- **Dataset rows**
——————

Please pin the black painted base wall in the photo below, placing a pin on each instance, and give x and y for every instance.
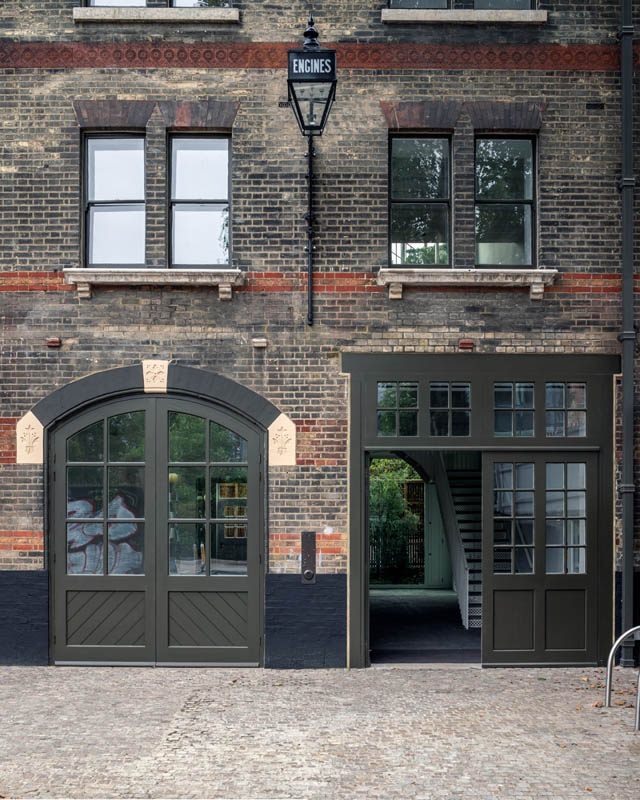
(24, 618)
(305, 624)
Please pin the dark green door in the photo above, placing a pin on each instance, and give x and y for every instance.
(157, 535)
(540, 562)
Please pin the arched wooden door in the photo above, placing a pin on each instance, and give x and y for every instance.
(157, 535)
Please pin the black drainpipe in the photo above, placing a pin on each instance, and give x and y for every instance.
(628, 335)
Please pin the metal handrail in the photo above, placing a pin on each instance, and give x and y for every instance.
(612, 654)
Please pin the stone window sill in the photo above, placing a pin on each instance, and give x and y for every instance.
(450, 17)
(224, 279)
(154, 15)
(398, 277)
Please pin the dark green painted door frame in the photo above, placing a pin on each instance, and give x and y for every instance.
(124, 619)
(482, 370)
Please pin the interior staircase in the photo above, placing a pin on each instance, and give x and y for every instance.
(466, 493)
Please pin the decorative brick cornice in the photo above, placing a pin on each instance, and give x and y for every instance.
(33, 282)
(273, 55)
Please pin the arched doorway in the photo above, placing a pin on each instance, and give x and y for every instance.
(156, 533)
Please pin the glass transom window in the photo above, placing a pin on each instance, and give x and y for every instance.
(199, 201)
(397, 408)
(513, 413)
(566, 409)
(419, 201)
(504, 215)
(449, 409)
(115, 206)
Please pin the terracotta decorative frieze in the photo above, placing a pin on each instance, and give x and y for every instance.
(155, 374)
(282, 442)
(273, 55)
(29, 440)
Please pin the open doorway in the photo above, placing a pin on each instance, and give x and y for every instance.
(425, 557)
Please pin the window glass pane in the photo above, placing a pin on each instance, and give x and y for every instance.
(408, 423)
(576, 476)
(524, 476)
(408, 395)
(419, 169)
(85, 493)
(229, 549)
(555, 476)
(502, 531)
(503, 395)
(576, 531)
(524, 395)
(503, 475)
(555, 531)
(187, 549)
(555, 423)
(126, 437)
(523, 560)
(199, 169)
(503, 423)
(116, 235)
(187, 440)
(502, 561)
(554, 395)
(576, 395)
(503, 504)
(84, 549)
(228, 492)
(420, 234)
(576, 560)
(524, 423)
(126, 492)
(460, 395)
(576, 423)
(87, 444)
(115, 169)
(524, 504)
(386, 425)
(225, 445)
(504, 169)
(576, 504)
(503, 234)
(555, 561)
(439, 423)
(524, 531)
(200, 234)
(387, 395)
(186, 492)
(460, 423)
(555, 504)
(439, 395)
(126, 548)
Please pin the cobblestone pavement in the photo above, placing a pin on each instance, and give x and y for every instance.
(430, 732)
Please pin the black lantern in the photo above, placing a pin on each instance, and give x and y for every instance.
(312, 82)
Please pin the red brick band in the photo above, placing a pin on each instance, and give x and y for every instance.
(268, 55)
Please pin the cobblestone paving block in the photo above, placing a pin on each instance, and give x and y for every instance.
(430, 732)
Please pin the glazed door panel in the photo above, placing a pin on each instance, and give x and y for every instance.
(540, 565)
(157, 536)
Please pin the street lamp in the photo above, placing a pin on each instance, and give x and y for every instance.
(312, 88)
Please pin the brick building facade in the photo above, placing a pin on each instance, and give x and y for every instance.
(549, 76)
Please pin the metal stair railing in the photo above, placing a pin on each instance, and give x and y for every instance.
(612, 654)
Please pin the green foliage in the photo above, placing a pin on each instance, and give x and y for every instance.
(391, 523)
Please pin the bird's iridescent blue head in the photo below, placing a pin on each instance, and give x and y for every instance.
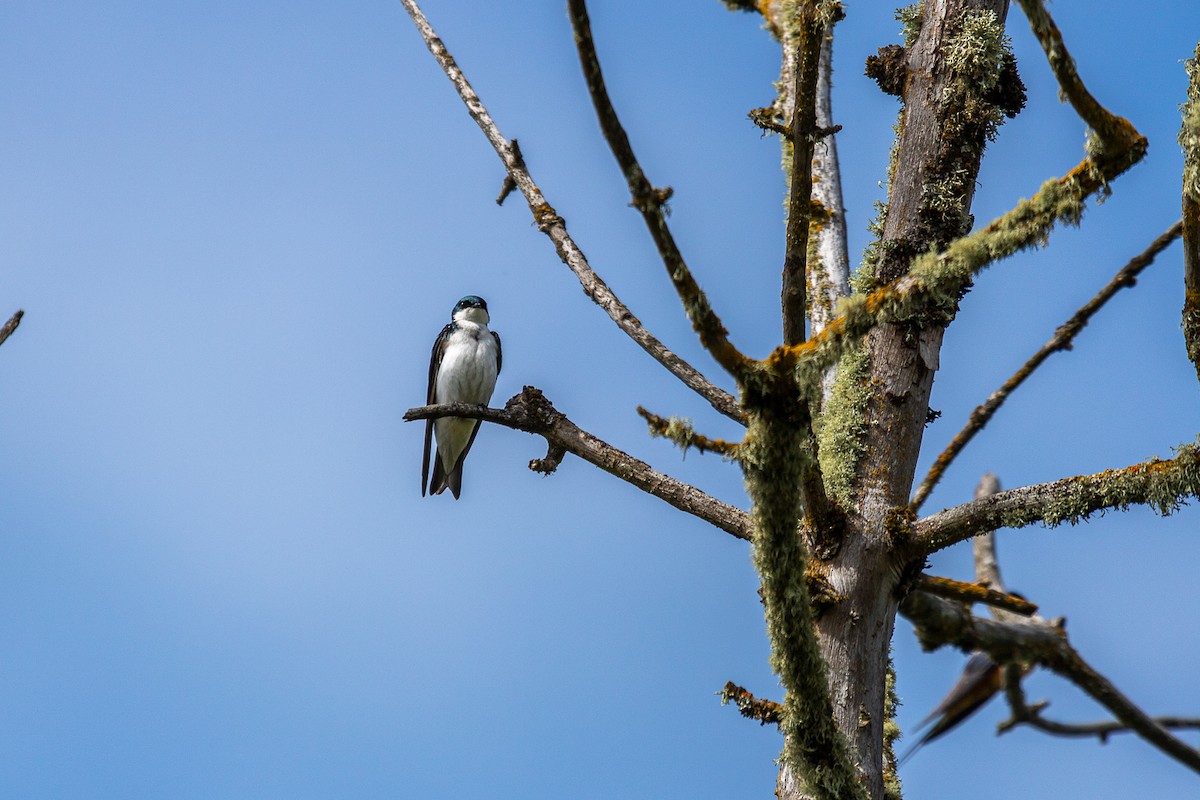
(471, 308)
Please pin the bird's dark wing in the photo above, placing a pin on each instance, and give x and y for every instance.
(430, 400)
(979, 681)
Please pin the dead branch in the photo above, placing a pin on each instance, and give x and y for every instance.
(1031, 715)
(532, 413)
(828, 265)
(681, 432)
(1189, 139)
(940, 621)
(1062, 340)
(651, 202)
(11, 325)
(973, 593)
(555, 227)
(807, 32)
(1164, 485)
(935, 281)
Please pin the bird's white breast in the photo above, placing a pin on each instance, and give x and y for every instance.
(467, 373)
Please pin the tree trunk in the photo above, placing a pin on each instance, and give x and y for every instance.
(930, 192)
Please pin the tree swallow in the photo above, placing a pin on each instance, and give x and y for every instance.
(463, 368)
(981, 680)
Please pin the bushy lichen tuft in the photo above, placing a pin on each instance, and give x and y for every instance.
(843, 427)
(773, 461)
(910, 18)
(1189, 133)
(892, 788)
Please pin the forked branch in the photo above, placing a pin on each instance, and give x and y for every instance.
(936, 280)
(1062, 340)
(940, 621)
(1031, 715)
(532, 413)
(1164, 485)
(651, 203)
(555, 227)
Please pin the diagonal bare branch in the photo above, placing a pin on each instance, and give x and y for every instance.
(1061, 340)
(681, 432)
(532, 413)
(1107, 125)
(973, 593)
(1031, 715)
(1162, 485)
(555, 227)
(651, 202)
(935, 281)
(11, 325)
(940, 621)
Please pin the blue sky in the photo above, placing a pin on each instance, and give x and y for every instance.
(235, 229)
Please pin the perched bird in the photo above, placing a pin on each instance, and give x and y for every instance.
(462, 370)
(979, 681)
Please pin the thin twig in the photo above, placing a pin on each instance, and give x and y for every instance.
(681, 432)
(532, 413)
(11, 325)
(1164, 485)
(1062, 340)
(941, 621)
(649, 202)
(1107, 125)
(1031, 715)
(553, 226)
(972, 593)
(1189, 140)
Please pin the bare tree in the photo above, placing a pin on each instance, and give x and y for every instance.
(834, 415)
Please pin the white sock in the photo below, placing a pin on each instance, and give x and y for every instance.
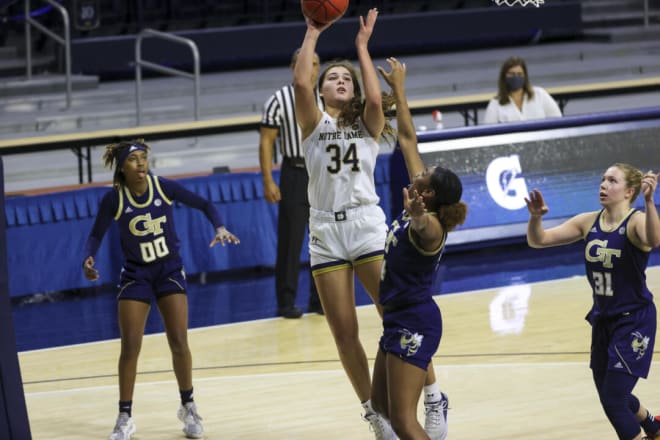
(432, 393)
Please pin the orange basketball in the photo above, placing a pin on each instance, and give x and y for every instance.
(324, 11)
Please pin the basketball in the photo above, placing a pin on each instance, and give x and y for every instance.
(324, 11)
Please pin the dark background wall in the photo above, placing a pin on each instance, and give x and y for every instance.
(262, 45)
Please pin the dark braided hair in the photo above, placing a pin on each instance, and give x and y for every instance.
(112, 154)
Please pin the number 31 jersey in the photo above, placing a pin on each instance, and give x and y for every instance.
(615, 268)
(341, 164)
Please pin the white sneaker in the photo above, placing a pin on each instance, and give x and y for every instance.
(192, 421)
(435, 421)
(380, 426)
(124, 428)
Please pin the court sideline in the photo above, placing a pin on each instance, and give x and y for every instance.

——————

- **Exercise**
Give all the material above as a numbered list, leaving out blank lines and the pictures.

- **Response to this task**
1. Please pin the black painted base wall in the photo below, placing a pin on each instance, and give x and y for every instance.
2. (24, 618)
3. (305, 624)
4. Please pin the dark green door in the photo above, placing a pin on each instance, and give x and y for every instance.
5. (157, 535)
6. (540, 562)
7. Please pin the arched wooden door in the photo above, placing a pin on each instance, and give x and y for every instance.
8. (157, 535)
9. Please pin the black drainpipe in the photo above, placing a pin on each instance, and give x and y for every instance.
10. (628, 335)
11. Please pin the metal handrail in the photo above, placing a pin on each instance, and give x and y for every instance.
12. (612, 654)
13. Please pin the stone window sill in the photo above, placing a pin on each instance, and give x and y for every instance.
14. (450, 17)
15. (224, 279)
16. (154, 15)
17. (398, 277)
18. Please pin the dark green painted door frame in the photo above, placing a pin on each instance, and give x and y for every instance.
19. (124, 619)
20. (482, 370)
21. Please pin the interior staircase in the photo above, placing a pin on each instance, and give x and y for every instance.
22. (466, 493)
23. Please pin the decorative brick cornice in the photo above, placing a pin on each instance, and give x and y for every instance.
24. (33, 282)
25. (273, 55)
26. Please pin the arched doorway in the photo above, placing a pin on each instance, and give x and y for every instance.
27. (156, 533)
28. Please pin the glass transom window in the photo above, placing a pin on each instance, and give x and y for every instance.
29. (199, 201)
30. (397, 408)
31. (513, 413)
32. (566, 409)
33. (419, 201)
34. (504, 215)
35. (449, 409)
36. (115, 206)
37. Please pin the terracotta decorative frieze in the photo above, placing a pin on each instance, and give x and y for every instance.
38. (155, 374)
39. (282, 442)
40. (273, 55)
41. (29, 440)
42. Please pin the open doorway in the photo above, placing a pin on each instance, and give x and y for every instance.
43. (425, 557)
44. Please pin the window glass pane in the photo above, placing a pin on each instance, and give x and y for every instance.
45. (408, 423)
46. (576, 476)
47. (524, 476)
48. (408, 395)
49. (419, 169)
50. (85, 493)
51. (229, 549)
52. (555, 476)
53. (502, 531)
54. (503, 395)
55. (576, 531)
56. (524, 395)
57. (503, 475)
58. (555, 531)
59. (187, 549)
60. (555, 423)
61. (126, 437)
62. (523, 560)
63. (199, 169)
64. (503, 423)
65. (116, 235)
66. (187, 440)
67. (502, 561)
68. (554, 395)
69. (576, 395)
70. (503, 504)
71. (84, 549)
72. (228, 492)
73. (420, 234)
74. (576, 560)
75. (524, 423)
76. (126, 492)
77. (460, 395)
78. (576, 423)
79. (87, 444)
80. (115, 169)
81. (524, 504)
82. (386, 425)
83. (225, 445)
84. (504, 169)
85. (576, 504)
86. (503, 234)
87. (555, 561)
88. (439, 423)
89. (524, 531)
90. (200, 234)
91. (387, 395)
92. (186, 492)
93. (460, 423)
94. (555, 504)
95. (439, 395)
96. (126, 548)
97. Please pin the cobblestone pavement in the photo above, placing a pin on each instance, and give x and y for every instance.
98. (430, 732)
99. Please pin the black lantern in the photo above, placing a pin on each instance, and give x and y for every instance.
100. (312, 82)
101. Please pin the red brick band in the photo above, placing a pin on each instance, and give x and y for every instance.
102. (268, 55)
103. Please pin the cobblestone paving block in the photo above, placing a pin on each instance, and give x and y for every instance.
104. (430, 732)
105. Please pin the glazed door panel in the photo above, placing a pin on each instance, and give x and y for every instance.
106. (540, 565)
107. (157, 536)
108. Please pin the street lamp in the photo above, placing a pin on each instance, and give x and y for every instance.
109. (312, 88)
110. Please pin the brick building facade in the photo above, placing a pin on each instance, and give x and y for every instance.
111. (549, 76)
112. Please pin the metal stair railing in the photo above, placing a pin on each instance, and give x and y for every instance.
113. (612, 654)
114. Please pin the green foliage in the photo above, placing a pin on each instance, and give x and y for every instance.
115. (391, 523)
116. Please pin the bird's iridescent blue head in the photo below, placing a pin on each instance, and give x and y for every instance.
117. (471, 308)
118. Please pin the bird's dark wing in the photo above, placing a pin on each instance, and give x and y for every instance.
119. (430, 400)
120. (979, 681)
121. Please pin the dead branch in the photo above, placing a pin on each instance, and give x and y for every instance.
122. (1031, 715)
123. (532, 413)
124. (828, 265)
125. (681, 432)
126. (1189, 139)
127. (940, 621)
128. (1062, 340)
129. (651, 202)
130. (11, 325)
131. (973, 593)
132. (555, 227)
133. (807, 32)
134. (1164, 485)
135. (935, 281)
136. Please pin the bird's white breast in the photo above, placing a pin on each instance, and give x and y for every instance.
137. (467, 373)
138. Please pin the tree trunk in the photo above, placing a pin on each instance, and give x and y for every instance.
139. (930, 192)
140. Please pin the tree swallow in the photo above, placing a pin on each instance, and give x and y for every instance.
141. (463, 368)
142. (981, 680)
143. Please pin the bushy lichen tuft in the photo above, placing a pin on each instance, and give x and y for every instance.
144. (843, 427)
145. (773, 461)
146. (910, 18)
147. (1189, 133)
148. (892, 788)
149. Please pin the forked branch in the photo above, placing a pin on each instance, and give x and y for every instance.
150. (936, 280)
151. (1062, 340)
152. (940, 621)
153. (1031, 715)
154. (532, 413)
155. (1164, 485)
156. (651, 203)
157. (555, 227)
158. Please pin the diagonal bare branch in the photo above, placing a pin on each instance, and give x and y for every instance.
159. (1061, 340)
160. (681, 432)
161. (532, 413)
162. (1107, 125)
163. (973, 593)
164. (1031, 715)
165. (1162, 485)
166. (555, 227)
167. (651, 202)
168. (935, 281)
169. (11, 325)
170. (940, 621)
171. Please pin the blue sky in the photo above, placing a pin on each instance, and give x and y for every instance.
172. (235, 229)
173. Please pin the perched bird in the photo above, placing a pin on each instance, and give x and y for every instance.
174. (462, 370)
175. (979, 681)
176. Please pin the thin twig in the photo above, placing a pin on each instance, and give x and y for every instance.
177. (681, 432)
178. (532, 413)
179. (11, 325)
180. (1164, 485)
181. (1062, 340)
182. (941, 621)
183. (649, 202)
184. (1107, 125)
185. (1031, 715)
186. (553, 226)
187. (972, 593)
188. (1189, 140)
189. Please pin the bare tree in the photo above, placing a pin on each instance, and give x and y for every instance.
190. (834, 415)
191. Please pin the white sock in the photo below, placing a pin on each instance, and give x and y for every instance.
192. (432, 393)
193. Please pin the orange basketball in the photo above, placing a pin on each instance, and give x and y for every instance.
194. (324, 11)
195. Please pin the basketball in the photo above, placing a pin on each instance, and give x and y for every instance.
196. (324, 11)
197. Please pin the dark background wall in the photo above, placing a pin on each instance, and give x and y for every instance.
198. (262, 45)
199. Please pin the dark braided hair in the photo above, placing a pin on each instance, and give x and y for every instance.
200. (112, 154)
201. Please pin the number 31 jersey in the photo above, placing a pin on each instance, and give x and y for every instance.
202. (615, 268)
203. (341, 164)
204. Please pin the white sneaker in the photo above, placing a pin on each instance, and give x and y for every instance.
205. (192, 421)
206. (435, 421)
207. (380, 426)
208. (124, 428)
209. Please pin the court sideline in the photo above, placing a pin on each instance, and give x and y for every instance.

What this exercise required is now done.